Saved data entries:
>>>

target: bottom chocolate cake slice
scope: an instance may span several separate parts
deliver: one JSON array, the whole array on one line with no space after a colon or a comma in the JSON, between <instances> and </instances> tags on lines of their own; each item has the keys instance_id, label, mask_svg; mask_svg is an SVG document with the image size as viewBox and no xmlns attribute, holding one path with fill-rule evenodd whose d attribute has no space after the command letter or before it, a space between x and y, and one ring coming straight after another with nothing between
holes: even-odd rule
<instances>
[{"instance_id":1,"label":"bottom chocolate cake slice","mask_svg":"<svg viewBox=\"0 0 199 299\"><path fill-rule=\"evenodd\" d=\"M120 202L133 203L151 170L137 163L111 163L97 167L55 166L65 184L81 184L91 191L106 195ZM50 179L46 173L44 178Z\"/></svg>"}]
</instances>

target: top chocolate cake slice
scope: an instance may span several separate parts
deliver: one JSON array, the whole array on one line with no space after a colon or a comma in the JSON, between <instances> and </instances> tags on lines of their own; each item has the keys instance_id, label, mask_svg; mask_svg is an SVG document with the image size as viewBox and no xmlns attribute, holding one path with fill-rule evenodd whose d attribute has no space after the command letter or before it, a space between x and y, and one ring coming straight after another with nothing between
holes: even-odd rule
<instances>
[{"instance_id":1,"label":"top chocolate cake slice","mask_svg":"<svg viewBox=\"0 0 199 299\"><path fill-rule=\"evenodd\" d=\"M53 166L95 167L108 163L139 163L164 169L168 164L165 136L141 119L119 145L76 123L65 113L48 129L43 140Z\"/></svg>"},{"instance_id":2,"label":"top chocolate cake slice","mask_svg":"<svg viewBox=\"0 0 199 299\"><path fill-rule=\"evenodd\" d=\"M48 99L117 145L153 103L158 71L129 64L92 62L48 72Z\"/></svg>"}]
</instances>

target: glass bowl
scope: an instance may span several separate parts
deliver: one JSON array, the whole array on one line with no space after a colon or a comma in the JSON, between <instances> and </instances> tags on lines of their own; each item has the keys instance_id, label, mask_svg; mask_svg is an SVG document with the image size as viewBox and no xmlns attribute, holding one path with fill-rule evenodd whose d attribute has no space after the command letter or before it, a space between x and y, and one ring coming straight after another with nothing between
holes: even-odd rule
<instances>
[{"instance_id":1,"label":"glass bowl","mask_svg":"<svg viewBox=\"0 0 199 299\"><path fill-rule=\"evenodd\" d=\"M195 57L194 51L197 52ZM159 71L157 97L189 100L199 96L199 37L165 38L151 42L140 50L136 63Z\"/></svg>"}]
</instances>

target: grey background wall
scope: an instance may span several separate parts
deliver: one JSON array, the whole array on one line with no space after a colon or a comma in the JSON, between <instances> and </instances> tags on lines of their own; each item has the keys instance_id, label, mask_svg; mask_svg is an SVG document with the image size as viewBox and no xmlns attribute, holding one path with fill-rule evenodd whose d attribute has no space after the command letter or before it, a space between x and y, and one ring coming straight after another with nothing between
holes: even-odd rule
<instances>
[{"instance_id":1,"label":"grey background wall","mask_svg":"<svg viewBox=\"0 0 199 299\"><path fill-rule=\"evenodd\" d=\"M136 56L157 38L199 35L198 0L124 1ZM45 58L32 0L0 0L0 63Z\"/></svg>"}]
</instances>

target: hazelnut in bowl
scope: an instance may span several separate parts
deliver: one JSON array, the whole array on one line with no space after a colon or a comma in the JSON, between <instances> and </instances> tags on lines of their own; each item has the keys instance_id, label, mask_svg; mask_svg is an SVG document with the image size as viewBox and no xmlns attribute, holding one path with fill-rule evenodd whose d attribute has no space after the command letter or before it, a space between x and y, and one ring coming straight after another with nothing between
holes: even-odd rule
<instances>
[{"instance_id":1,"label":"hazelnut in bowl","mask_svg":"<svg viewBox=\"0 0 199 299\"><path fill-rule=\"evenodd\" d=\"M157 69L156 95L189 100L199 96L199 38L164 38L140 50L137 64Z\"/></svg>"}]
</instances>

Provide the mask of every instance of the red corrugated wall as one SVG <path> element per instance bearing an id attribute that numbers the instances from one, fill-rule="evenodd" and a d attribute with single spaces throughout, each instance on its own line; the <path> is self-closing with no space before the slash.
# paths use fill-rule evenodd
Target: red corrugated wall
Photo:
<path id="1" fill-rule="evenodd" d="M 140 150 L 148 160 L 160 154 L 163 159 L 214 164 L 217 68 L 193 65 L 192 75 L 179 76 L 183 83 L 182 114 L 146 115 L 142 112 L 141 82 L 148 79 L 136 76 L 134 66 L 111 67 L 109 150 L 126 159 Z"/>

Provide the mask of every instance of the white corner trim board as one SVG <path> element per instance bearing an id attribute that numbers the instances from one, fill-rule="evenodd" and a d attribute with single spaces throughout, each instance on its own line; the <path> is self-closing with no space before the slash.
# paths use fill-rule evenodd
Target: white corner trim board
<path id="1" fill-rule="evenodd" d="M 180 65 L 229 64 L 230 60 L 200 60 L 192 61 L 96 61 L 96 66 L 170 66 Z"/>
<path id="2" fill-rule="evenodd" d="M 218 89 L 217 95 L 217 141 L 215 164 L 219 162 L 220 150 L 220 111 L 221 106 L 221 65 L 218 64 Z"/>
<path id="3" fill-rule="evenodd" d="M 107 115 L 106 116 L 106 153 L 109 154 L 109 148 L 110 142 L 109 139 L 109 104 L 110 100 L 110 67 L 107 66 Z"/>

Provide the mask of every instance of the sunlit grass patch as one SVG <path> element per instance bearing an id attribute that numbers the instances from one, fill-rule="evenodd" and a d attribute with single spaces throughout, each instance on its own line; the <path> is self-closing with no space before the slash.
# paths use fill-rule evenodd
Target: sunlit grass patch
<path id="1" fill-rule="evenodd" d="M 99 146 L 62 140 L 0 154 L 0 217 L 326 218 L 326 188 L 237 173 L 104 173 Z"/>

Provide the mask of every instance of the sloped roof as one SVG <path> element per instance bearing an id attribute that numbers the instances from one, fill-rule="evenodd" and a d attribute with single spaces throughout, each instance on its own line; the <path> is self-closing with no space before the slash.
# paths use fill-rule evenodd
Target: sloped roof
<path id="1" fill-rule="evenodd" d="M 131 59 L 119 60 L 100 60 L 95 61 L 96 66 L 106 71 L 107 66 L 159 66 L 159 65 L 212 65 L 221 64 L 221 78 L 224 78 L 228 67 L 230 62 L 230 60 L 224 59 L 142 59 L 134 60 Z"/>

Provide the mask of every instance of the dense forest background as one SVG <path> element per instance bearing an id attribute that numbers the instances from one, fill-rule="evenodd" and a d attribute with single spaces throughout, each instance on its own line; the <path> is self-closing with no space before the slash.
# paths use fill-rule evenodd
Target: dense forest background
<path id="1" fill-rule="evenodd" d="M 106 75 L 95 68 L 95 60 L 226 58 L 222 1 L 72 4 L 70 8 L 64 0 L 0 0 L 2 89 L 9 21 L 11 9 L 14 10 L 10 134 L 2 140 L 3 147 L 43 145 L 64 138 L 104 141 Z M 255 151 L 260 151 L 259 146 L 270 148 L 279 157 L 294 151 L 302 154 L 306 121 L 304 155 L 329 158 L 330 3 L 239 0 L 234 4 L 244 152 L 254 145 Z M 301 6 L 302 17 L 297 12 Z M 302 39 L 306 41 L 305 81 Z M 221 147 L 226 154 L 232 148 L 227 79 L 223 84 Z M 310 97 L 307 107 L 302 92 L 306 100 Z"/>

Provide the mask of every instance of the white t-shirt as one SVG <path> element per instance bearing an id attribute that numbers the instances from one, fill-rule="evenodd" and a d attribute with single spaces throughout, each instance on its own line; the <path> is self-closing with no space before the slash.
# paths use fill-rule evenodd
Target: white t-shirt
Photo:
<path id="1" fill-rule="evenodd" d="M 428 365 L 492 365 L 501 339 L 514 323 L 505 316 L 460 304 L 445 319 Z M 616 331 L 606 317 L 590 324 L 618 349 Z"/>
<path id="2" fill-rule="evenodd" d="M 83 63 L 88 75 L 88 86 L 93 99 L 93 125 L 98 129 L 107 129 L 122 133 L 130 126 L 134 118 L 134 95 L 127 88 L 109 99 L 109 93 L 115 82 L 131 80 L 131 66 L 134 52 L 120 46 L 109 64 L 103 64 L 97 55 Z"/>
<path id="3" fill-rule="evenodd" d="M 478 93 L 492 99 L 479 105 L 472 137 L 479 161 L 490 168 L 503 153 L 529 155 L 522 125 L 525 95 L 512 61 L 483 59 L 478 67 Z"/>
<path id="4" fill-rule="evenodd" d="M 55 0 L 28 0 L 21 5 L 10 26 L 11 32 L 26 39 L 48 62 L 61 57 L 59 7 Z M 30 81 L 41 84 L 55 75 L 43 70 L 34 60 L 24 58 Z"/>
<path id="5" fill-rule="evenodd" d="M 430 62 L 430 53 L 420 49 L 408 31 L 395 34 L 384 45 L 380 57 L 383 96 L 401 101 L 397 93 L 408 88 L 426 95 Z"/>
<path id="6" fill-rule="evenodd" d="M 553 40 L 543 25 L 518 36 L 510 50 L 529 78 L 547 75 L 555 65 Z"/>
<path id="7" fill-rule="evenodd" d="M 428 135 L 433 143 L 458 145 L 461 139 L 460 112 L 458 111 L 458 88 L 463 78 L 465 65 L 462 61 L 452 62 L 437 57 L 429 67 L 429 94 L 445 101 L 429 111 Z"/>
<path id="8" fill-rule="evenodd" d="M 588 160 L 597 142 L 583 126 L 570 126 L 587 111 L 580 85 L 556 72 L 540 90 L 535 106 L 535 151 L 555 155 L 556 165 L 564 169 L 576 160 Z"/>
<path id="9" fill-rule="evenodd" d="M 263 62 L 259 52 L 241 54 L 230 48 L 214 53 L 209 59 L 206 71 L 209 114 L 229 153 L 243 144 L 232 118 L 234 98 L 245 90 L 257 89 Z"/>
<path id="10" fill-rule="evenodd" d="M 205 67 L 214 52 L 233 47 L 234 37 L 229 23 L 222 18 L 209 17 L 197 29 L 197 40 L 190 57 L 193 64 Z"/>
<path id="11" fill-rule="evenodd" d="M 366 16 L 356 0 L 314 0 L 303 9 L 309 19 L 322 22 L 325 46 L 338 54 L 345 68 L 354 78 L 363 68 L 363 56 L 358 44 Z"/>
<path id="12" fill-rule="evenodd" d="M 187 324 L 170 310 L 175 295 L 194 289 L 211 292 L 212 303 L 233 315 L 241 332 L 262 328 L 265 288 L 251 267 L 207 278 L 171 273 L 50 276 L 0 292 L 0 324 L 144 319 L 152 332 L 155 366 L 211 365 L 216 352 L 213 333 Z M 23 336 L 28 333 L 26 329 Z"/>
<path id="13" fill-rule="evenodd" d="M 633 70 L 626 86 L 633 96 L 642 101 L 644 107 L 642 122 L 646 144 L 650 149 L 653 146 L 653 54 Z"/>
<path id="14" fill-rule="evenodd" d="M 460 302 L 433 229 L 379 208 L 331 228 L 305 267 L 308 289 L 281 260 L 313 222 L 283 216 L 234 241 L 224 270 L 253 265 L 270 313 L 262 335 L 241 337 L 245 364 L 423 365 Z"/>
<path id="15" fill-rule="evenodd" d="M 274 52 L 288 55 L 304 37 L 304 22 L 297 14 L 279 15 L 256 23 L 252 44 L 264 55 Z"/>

<<<

== Stated goal ==
Rewrite the stretch of the listing from the line containing "Provide the mask of every instance of the sunlit" through the line containing "131 59 L 119", changing "sloped roof" to "slanted roof" and keeping everything else the same.

== Result of the exercise ==
Provide the mask of every instance of the sunlit grass patch as one SVG <path> element per instance bearing an id attribute that numbers the instances from one, fill-rule="evenodd" and a d attribute with single spaces throughout, each instance on its own line; the <path> is self-closing with no space before the slash.
# paths use fill-rule evenodd
Target: sunlit grass patch
<path id="1" fill-rule="evenodd" d="M 99 146 L 62 140 L 0 154 L 0 217 L 326 218 L 326 188 L 237 173 L 104 173 Z"/>

Provide the mask of every instance of the slanted roof as one SVG <path> element per instance bearing an id attribute that numbers the instances from one, fill-rule="evenodd" and a d attribute with single spaces throughout, each instance on its own line; the <path> is self-closing with no space before the slash.
# paths use fill-rule evenodd
Target: slanted roof
<path id="1" fill-rule="evenodd" d="M 131 59 L 119 60 L 100 60 L 95 61 L 96 66 L 106 71 L 107 66 L 159 66 L 159 65 L 212 65 L 221 64 L 221 78 L 224 78 L 228 67 L 230 62 L 230 60 L 224 59 L 142 59 L 134 60 Z"/>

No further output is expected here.